PROVIDED INFORMATION -
##############################

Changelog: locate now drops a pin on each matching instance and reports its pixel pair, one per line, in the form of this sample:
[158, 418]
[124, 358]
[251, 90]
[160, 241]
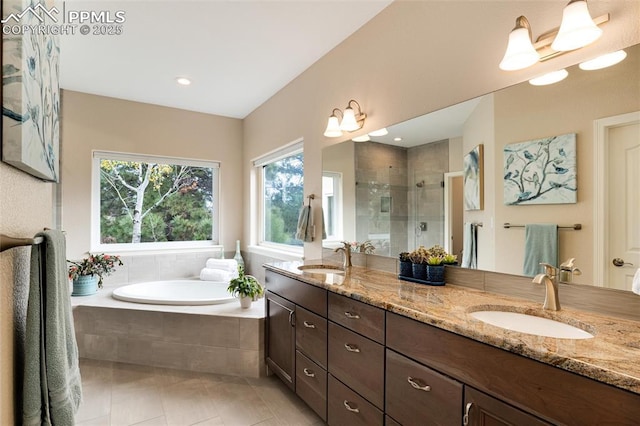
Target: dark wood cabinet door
[484, 410]
[418, 395]
[281, 338]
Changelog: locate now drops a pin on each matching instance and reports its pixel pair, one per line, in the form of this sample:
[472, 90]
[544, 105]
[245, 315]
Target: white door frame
[601, 197]
[448, 197]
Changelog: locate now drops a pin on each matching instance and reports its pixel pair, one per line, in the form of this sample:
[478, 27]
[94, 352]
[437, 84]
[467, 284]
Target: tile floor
[126, 394]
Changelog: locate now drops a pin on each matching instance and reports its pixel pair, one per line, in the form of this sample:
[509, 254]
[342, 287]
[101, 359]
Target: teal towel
[52, 387]
[540, 245]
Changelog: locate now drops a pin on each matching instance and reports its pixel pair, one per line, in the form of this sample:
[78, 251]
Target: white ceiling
[238, 53]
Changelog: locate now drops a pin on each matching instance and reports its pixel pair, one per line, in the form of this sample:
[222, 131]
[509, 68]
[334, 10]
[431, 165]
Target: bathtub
[175, 292]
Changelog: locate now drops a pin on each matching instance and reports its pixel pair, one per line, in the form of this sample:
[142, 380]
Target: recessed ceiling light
[379, 132]
[603, 61]
[549, 78]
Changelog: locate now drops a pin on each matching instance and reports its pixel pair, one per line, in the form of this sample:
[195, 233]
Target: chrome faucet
[550, 280]
[346, 252]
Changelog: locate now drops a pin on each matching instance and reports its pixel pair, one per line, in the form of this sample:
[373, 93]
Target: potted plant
[419, 258]
[246, 288]
[435, 269]
[405, 265]
[87, 274]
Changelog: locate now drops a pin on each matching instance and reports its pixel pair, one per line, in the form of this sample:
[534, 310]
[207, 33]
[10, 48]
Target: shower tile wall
[389, 204]
[426, 167]
[381, 196]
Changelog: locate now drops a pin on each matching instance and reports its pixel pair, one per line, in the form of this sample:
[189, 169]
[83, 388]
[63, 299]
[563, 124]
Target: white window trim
[260, 246]
[146, 248]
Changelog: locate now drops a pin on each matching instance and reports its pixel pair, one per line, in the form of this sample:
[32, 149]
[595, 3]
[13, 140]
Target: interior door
[623, 185]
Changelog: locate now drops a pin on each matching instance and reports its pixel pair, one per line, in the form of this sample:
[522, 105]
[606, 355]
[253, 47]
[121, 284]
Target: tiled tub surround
[610, 357]
[221, 338]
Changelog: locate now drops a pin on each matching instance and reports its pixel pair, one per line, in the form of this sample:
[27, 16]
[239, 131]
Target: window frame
[96, 244]
[294, 148]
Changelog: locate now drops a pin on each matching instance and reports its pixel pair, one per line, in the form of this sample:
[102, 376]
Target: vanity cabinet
[538, 391]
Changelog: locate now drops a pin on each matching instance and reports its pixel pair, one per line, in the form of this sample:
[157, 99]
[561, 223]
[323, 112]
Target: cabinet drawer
[311, 384]
[303, 294]
[311, 336]
[358, 362]
[357, 316]
[418, 395]
[345, 407]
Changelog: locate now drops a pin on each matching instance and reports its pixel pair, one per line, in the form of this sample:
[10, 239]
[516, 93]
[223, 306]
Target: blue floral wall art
[473, 179]
[30, 91]
[541, 171]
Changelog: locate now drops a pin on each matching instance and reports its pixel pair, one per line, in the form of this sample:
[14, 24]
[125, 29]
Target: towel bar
[7, 242]
[575, 227]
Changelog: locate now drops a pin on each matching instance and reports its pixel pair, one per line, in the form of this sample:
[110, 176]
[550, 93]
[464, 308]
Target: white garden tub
[175, 292]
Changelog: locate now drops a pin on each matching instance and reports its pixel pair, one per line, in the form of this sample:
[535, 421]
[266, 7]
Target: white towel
[636, 282]
[208, 274]
[229, 265]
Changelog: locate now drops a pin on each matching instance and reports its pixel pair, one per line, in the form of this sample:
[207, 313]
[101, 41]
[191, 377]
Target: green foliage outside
[147, 202]
[283, 198]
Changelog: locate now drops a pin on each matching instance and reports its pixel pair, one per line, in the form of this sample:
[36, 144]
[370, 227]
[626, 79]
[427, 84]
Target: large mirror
[405, 189]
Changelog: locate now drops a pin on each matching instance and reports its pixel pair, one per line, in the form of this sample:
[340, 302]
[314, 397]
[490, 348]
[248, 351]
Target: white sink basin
[531, 324]
[321, 269]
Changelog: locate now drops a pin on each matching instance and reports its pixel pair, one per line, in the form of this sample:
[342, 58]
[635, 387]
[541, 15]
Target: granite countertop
[612, 356]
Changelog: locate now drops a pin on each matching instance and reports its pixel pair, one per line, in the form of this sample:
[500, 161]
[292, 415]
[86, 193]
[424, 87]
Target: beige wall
[25, 209]
[413, 58]
[575, 104]
[98, 123]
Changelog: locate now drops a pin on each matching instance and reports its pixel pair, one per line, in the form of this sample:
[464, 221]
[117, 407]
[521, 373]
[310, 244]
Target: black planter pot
[406, 269]
[419, 271]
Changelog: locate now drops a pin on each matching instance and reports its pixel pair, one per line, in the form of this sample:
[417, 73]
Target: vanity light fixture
[603, 61]
[549, 78]
[351, 120]
[576, 30]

##############################

PROBLEM DESCRIPTION -
Omit any images, then output the listing exactly.

REPLY -
Changelog: locate now drops a pin on each matching instance and reports its pixel pair, one per line, in the form of this sample:
[158, 418]
[124, 358]
[251, 90]
[160, 241]
Target: dark wood cabinet door
[484, 410]
[418, 395]
[281, 338]
Changelog: locate now drops a pin on each matching instance and reports its pixel pair, one per line, in the form of this sample:
[472, 90]
[544, 105]
[245, 315]
Target: white door frame
[601, 197]
[448, 197]
Changelog: locate now drops a pin on each matching instance and reports its pixel pair, one per line, in the form of this sample:
[478, 27]
[94, 352]
[437, 84]
[467, 284]
Target: tile floor
[126, 394]
Changelog: locate now drops a pin on each matching instance and reports its pixel pair, one per line, in the form of this sample:
[509, 254]
[342, 287]
[101, 359]
Target: teal towel
[52, 387]
[540, 245]
Changelog: locate now drops a pin on each matching instance and reports its pixel pair, one per line, in the form of this sample:
[78, 251]
Target: white ceiling
[238, 53]
Changelog: locate now drops a pin on each matching instance and reports its pixel pair, one per line, in the form of this sample:
[222, 131]
[509, 68]
[334, 10]
[431, 165]
Target: bathtub
[175, 292]
Changelog: locate now drops a pin on each matching instance and reports its pixel pair, one per line, in the form of this sample:
[142, 380]
Target: recessed ceiling light
[379, 132]
[603, 61]
[549, 78]
Changelog: locate now drops a pin on each matching instance and reports its pixel pair, one per line, in the form of this sample:
[195, 233]
Target: chrome faucet
[550, 280]
[346, 252]
Changelog: locate now drops a pin on each matching instance and reports its pixel pair, one per line, in the form of this sample:
[373, 93]
Target: potted plant
[419, 258]
[246, 288]
[435, 269]
[405, 265]
[87, 274]
Changelog: locate now drops a pin on each matching instance and reports its pixel pair, one per line, in the form of this sample:
[534, 310]
[207, 33]
[10, 48]
Target: shower tile wall
[389, 204]
[426, 167]
[381, 196]
Changelog: locate now drops a pin on each matching instance and reports its pixel pair, one per line, in the form of this sample:
[189, 169]
[83, 388]
[63, 299]
[563, 124]
Target: white window trim
[260, 246]
[146, 248]
Changelog: locate now drops a pin on each matching instance and reports its pixel pair, one per line, in the form of this sample:
[32, 149]
[595, 3]
[13, 140]
Target: interior door
[623, 185]
Changelog: locate now drops a pin on each matching instance and reports its pixel pair, one per line, in the form of this sample:
[522, 105]
[606, 355]
[253, 47]
[121, 284]
Target: tiled tub surround
[610, 357]
[221, 338]
Changelog: locate now drops a pin on each matching instance and reports its pixel pair, one per line, in the form of this sample:
[27, 16]
[239, 131]
Target: window frame
[96, 244]
[294, 148]
Changelog: locate now drops a pin on each matching instance and reports its pixel pair, one per line, in the form of this sample:
[102, 376]
Target: vanity cabinet
[538, 391]
Changelog: locate now drops a pin on each matching instance and reports its pixel pair, one per line, in the form of this sample:
[157, 99]
[561, 223]
[323, 112]
Target: cabinet drawer
[311, 384]
[303, 294]
[311, 336]
[358, 362]
[357, 316]
[418, 395]
[345, 407]
Changelog: locate now drops a pin on each matching instance and reports its pixel pair, one per line, in the form of this sample:
[10, 239]
[516, 93]
[223, 306]
Target: blue floral wall art
[473, 179]
[30, 91]
[541, 171]
Changelog: locate now drops a pin on each matching instance and reports its pixel pair, one per line, in the form of this sample:
[14, 24]
[125, 29]
Target: towel bar
[7, 242]
[575, 227]
Changelog: locate now drops a pin on each matching instance and reports its pixel pair, one per line, in the form of this sample:
[110, 176]
[550, 93]
[464, 308]
Target: white garden tub
[175, 292]
Changelog: locate now drops a pin on each matching instance and reports its pixel pair, one per line, in the form of this sample:
[535, 421]
[266, 7]
Target: white towel
[636, 282]
[208, 274]
[229, 265]
Changelog: locate now drops a pin on each matching instance and reports its pixel pair, one per line, in the form of this sample:
[207, 313]
[101, 41]
[191, 377]
Target: green foliage outside
[147, 202]
[283, 198]
Changelog: locate now drops a pin on each matching instance and reports its pixel pair, one per line, in the form of this sample:
[36, 144]
[370, 227]
[626, 79]
[427, 84]
Target: large mirror
[405, 189]
Changelog: locate now drops a pin on each matching instance and reports its pixel pair, one per line, in the form of this sample:
[340, 302]
[314, 397]
[490, 348]
[248, 351]
Target: white sink basin
[531, 324]
[321, 269]
Changelog: locate now drops a pin on each matching instance and reports its pixel pair, one per line, in the form of this sample:
[342, 58]
[635, 387]
[541, 15]
Target: granite countertop
[612, 356]
Changelog: locate now drops a pin on each matching instance and reports its pixel pair, one per line, in the form of this sample:
[500, 161]
[292, 415]
[86, 193]
[424, 87]
Target: beige wall
[25, 209]
[413, 58]
[575, 104]
[98, 123]
Changelog: locate now drops a pin on each matching instance and reports its pixel pair, one per line, in the form of this sample:
[464, 221]
[117, 407]
[521, 373]
[310, 244]
Target: black planter pot
[406, 269]
[419, 271]
Changelog: locate now drops a pin on each matching instance and reports its pixel pair, one per line, in the form of this sample:
[417, 73]
Target: vanity light fixture
[603, 61]
[549, 78]
[351, 120]
[576, 30]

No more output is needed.